■ **TRY IT**
Please return all of the entries below exactly as they are written.
**** DATA SUPPLIED ****
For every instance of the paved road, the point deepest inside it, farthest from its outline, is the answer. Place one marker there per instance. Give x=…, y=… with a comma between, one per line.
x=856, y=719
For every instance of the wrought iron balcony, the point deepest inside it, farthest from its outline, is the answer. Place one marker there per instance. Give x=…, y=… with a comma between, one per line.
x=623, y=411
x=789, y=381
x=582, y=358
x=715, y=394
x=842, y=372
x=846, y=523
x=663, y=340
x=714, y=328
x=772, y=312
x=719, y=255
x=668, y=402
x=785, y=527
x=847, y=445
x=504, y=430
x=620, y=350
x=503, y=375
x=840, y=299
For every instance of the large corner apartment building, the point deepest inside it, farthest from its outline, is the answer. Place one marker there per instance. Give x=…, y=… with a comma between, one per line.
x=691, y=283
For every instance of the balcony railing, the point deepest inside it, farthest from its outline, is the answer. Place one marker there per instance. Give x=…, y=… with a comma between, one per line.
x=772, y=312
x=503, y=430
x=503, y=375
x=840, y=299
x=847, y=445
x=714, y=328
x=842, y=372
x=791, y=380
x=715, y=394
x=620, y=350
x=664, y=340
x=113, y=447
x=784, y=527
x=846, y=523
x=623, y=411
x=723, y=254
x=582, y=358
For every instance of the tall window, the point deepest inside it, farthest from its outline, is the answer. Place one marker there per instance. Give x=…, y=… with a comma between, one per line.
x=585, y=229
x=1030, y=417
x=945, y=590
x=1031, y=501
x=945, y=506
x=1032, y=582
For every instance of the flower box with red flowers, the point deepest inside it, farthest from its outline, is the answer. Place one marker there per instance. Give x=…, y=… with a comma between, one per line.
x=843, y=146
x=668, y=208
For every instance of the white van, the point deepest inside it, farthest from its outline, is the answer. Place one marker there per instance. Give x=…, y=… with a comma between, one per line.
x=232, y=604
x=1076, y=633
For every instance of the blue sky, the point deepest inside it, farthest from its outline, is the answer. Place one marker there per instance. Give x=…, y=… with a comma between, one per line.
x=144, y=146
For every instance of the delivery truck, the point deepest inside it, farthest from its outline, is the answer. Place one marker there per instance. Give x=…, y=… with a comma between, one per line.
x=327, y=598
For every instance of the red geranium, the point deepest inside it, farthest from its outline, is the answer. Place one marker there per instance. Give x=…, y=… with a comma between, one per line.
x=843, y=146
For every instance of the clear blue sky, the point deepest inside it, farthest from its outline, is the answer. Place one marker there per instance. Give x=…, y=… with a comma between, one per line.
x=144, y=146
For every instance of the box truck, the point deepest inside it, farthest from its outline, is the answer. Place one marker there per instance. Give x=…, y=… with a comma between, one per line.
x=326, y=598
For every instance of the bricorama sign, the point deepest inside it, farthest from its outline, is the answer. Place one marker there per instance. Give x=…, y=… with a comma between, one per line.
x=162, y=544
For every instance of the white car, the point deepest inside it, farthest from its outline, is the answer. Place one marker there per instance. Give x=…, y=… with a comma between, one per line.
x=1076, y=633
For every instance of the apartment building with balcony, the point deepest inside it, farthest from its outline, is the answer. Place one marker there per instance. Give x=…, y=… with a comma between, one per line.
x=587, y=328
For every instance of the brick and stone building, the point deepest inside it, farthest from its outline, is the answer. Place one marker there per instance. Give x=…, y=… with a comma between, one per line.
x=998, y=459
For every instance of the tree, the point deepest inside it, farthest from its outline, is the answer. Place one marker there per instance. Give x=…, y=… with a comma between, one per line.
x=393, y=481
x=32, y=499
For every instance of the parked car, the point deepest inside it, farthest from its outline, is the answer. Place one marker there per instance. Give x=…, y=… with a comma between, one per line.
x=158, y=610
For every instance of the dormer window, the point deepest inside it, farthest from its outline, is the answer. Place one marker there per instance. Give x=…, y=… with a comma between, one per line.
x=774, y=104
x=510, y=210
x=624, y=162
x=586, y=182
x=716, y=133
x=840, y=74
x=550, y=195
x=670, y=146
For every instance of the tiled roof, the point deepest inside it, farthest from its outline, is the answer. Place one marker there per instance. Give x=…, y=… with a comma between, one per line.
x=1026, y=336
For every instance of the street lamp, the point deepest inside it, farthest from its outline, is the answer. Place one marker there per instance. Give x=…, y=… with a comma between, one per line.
****
■ **TASK ANSWER**
For every instance of the paved road, the point deepest inside it, farthest from its outline, is the answer. Place one marker there per instance. Give x=…, y=… with a comma between, one per line.
x=856, y=719
For every instance of the wrought iron balcony, the point deepest inside it, farthest from its outline, is the answer. Place one marker there per instance. Give x=…, y=… with a comma between, one per line.
x=623, y=411
x=789, y=381
x=582, y=358
x=715, y=394
x=842, y=372
x=846, y=523
x=663, y=340
x=714, y=328
x=772, y=312
x=719, y=255
x=668, y=402
x=785, y=527
x=847, y=445
x=504, y=430
x=620, y=350
x=503, y=375
x=840, y=299
For every instance of the large corner apartment building, the point deepest inside it, farthest from its outline, is the answer. Place one marker there per instance. Give x=…, y=… with a comma between, one per line.
x=691, y=283
For every instance of the balcony railing, the point deepest inside it, farthest from its outline, is the answer. Place one marker there per instance. Give x=…, y=… with a comma between, one per line.
x=772, y=312
x=503, y=430
x=503, y=375
x=840, y=299
x=847, y=445
x=714, y=328
x=842, y=372
x=791, y=380
x=715, y=394
x=620, y=350
x=664, y=340
x=113, y=447
x=784, y=527
x=846, y=523
x=623, y=411
x=723, y=254
x=582, y=358
For every instance of the tall window, the point deepest inside it, farthest from its outline, is the answer. Place one marker there per instance. Give x=…, y=… with a comma between, one per line.
x=585, y=229
x=1030, y=417
x=945, y=590
x=1031, y=501
x=945, y=506
x=1032, y=582
For every instance of the flower box with red flowers, the point deepest inside it, farthest from its outline, is the answer. Place one marker there per instance. Give x=…, y=… with a comma between, one per line.
x=843, y=146
x=668, y=208
For every instance of the white van, the point deepest inside it, farthest from its outline, is the answer. Place one marker there per instance. Give x=…, y=… with a comma between, one per line.
x=232, y=604
x=1076, y=633
For every instance of the blue sky, the point deepest inside it, farthest from its outline, is the answer. Place one marker there per instance. Give x=…, y=… with a comma between, one per line.
x=144, y=146
For every instance of the delivery truck, the point deepest inside it, farthest from its outline, is the answer. Place one marker there per instance. Give x=…, y=… with a comma between, one per line.
x=327, y=598
For every instance of the red geranium, the point deepest inside it, farthest from its outline, is the answer. Place one marker there per instance. Give x=…, y=… with a comma between, one per line.
x=843, y=146
For every instance of the clear blue sky, the point deepest inside it, farthest from its outline, is the answer. Place one marker there per instance. Give x=…, y=… with a comma between, one per line.
x=144, y=146
For every instance of the box truck, the point deepest inside it, farthest from its outline, is the answer. Place one marker there per instance. Give x=…, y=… with a comma between, one per line.
x=326, y=598
For every instance of the bricorama sign, the point deepest inside it, farthest from its outline, is the answer. Place one marker there per instance. Give x=…, y=… with a comma between, one per line.
x=162, y=544
For every instance of the white car, the point deepest inside it, farthest from its outline, is the answer. Place one marker there per instance. Give x=…, y=… with a comma between, one per line.
x=1076, y=633
For every instance of the apartment building with balcony, the point deepest inside it, farthest from its outline, is the answer. Place one marker there per instance. Give x=…, y=… with a comma between, one per line.
x=587, y=328
For every instance of the brick and stone building, the point deepest inside it, farthest from its outline, is the answer. Place one marker there per instance. Give x=…, y=… with a comma between, one per line.
x=998, y=459
For every instance of the tree, the point deepest inside it, farthest from its outline, is the answer. Place one marker there per instance. Give x=…, y=… with a comma between, one per line.
x=393, y=481
x=32, y=499
For every instance of the parked car, the point deepest inside it, farthest from its outline, is the answer. Place one marker there per instance. Give x=…, y=… with a comma between, one per line.
x=158, y=610
For every instance of the dormer window, the point deepest inside it, farthest from its outline, is the answer. Place one marker there per instance. Give x=…, y=… with a comma between, one per line.
x=774, y=104
x=510, y=210
x=624, y=162
x=586, y=182
x=716, y=133
x=840, y=74
x=550, y=195
x=670, y=146
For every instance of the tiled roof, the point deepest inside it, farthest from its outline, is the answer. Place one marker there per instance. Give x=…, y=… with a comma between, one per line.
x=1026, y=336
For every instance of the street lamp, the point deepest inside it, farthest from its outline, is the answer. Place one marker there per instance. Give x=…, y=… with a comma between, one per line.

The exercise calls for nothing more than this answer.